- Aim -
Update only the lines of the entries from the line with "One marker per instance of the teal" through the line with "290), (380, 326)]", and give those lines back with "single line" replaced by "one line". Keep everything else in them unchanged.

Position identification records:
>> START
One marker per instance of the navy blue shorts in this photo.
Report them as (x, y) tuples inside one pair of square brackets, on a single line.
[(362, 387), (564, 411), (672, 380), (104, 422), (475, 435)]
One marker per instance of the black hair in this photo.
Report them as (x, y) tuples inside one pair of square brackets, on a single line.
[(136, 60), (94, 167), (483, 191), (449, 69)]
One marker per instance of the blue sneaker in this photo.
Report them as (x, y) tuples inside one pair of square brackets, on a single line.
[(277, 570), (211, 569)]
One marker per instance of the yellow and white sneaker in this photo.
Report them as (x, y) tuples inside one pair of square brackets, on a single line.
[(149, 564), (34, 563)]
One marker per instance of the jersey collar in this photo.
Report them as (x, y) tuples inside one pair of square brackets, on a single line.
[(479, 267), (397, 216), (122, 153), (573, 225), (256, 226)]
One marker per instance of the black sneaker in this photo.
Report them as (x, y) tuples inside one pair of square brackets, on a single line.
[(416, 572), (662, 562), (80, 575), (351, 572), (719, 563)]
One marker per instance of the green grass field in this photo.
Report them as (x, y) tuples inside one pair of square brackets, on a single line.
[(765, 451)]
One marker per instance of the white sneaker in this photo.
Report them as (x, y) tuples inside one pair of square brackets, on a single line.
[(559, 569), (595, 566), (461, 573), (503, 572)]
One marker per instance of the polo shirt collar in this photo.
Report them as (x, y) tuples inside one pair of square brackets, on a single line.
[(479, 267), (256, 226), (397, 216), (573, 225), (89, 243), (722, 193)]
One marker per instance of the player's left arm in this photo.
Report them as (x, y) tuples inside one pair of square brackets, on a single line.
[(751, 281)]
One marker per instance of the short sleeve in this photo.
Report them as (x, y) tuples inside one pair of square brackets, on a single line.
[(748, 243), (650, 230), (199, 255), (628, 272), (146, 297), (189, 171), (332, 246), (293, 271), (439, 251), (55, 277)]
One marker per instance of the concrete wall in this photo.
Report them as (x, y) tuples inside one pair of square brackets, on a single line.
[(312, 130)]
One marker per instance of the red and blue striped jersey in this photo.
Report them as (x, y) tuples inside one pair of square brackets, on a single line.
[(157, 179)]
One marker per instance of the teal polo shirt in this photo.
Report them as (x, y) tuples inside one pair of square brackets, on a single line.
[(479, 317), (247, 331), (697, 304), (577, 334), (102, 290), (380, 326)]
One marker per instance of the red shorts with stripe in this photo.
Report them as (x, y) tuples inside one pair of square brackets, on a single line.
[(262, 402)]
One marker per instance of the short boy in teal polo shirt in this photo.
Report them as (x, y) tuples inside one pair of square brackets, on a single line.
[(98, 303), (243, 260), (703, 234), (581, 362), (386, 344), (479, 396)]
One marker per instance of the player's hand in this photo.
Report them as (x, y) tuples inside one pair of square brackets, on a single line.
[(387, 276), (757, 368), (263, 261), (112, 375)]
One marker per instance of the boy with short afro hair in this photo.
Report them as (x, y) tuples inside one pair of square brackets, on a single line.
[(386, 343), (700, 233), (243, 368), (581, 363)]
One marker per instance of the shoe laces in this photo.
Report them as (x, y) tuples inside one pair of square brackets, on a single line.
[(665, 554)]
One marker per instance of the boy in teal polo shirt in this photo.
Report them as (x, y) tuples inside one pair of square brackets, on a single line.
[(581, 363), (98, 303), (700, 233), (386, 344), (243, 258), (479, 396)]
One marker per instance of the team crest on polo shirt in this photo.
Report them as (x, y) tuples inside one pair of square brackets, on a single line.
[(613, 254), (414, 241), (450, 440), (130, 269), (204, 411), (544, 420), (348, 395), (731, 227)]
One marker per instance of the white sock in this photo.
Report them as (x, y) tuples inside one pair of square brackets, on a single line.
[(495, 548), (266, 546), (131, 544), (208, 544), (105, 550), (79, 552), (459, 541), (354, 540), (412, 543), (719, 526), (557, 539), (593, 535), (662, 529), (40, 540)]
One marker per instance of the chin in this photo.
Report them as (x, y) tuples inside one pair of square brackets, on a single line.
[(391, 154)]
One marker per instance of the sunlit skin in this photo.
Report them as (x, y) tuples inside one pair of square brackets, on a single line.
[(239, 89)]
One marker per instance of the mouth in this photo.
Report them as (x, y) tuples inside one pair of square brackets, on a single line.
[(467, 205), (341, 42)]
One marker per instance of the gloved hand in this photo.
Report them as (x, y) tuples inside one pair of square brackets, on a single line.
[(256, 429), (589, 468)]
>> END
- The completed task -
One marker per instance of the teal polo shirt in this photo.
Report them as (x, y) tuples inside one pair of square brackets, on a one line.
[(479, 317), (247, 331), (697, 304), (577, 334), (102, 290), (380, 326)]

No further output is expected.